*Task directions*.
Rewrite the entries below with "cluster of rocks" swapped for "pile of stones" and everything else unchanged. Leave the pictures out.
>> start Data provided
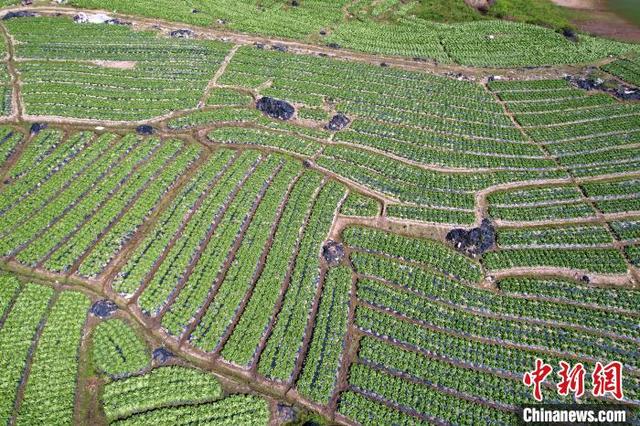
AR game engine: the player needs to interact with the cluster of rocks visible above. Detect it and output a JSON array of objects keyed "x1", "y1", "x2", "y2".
[
  {"x1": 256, "y1": 96, "x2": 296, "y2": 120},
  {"x1": 29, "y1": 123, "x2": 49, "y2": 135},
  {"x1": 151, "y1": 348, "x2": 173, "y2": 364},
  {"x1": 136, "y1": 124, "x2": 155, "y2": 136},
  {"x1": 322, "y1": 240, "x2": 345, "y2": 266},
  {"x1": 565, "y1": 75, "x2": 640, "y2": 101},
  {"x1": 2, "y1": 10, "x2": 38, "y2": 21},
  {"x1": 324, "y1": 112, "x2": 351, "y2": 132},
  {"x1": 169, "y1": 28, "x2": 194, "y2": 38},
  {"x1": 464, "y1": 0, "x2": 496, "y2": 14},
  {"x1": 90, "y1": 299, "x2": 118, "y2": 318},
  {"x1": 446, "y1": 219, "x2": 496, "y2": 257}
]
>> end Data provided
*Task solution*.
AR game engine: the player needs to interact with the pile of stones visible above. Detect it and output a JSON array of objects keyed "x1", "y1", "x2", "y2".
[
  {"x1": 256, "y1": 96, "x2": 296, "y2": 120},
  {"x1": 29, "y1": 123, "x2": 49, "y2": 135},
  {"x1": 151, "y1": 348, "x2": 173, "y2": 364},
  {"x1": 136, "y1": 124, "x2": 155, "y2": 136},
  {"x1": 322, "y1": 240, "x2": 345, "y2": 266},
  {"x1": 565, "y1": 75, "x2": 640, "y2": 101},
  {"x1": 2, "y1": 10, "x2": 38, "y2": 21},
  {"x1": 324, "y1": 112, "x2": 351, "y2": 132},
  {"x1": 169, "y1": 28, "x2": 194, "y2": 38},
  {"x1": 464, "y1": 0, "x2": 496, "y2": 14},
  {"x1": 90, "y1": 299, "x2": 118, "y2": 318},
  {"x1": 446, "y1": 219, "x2": 496, "y2": 257}
]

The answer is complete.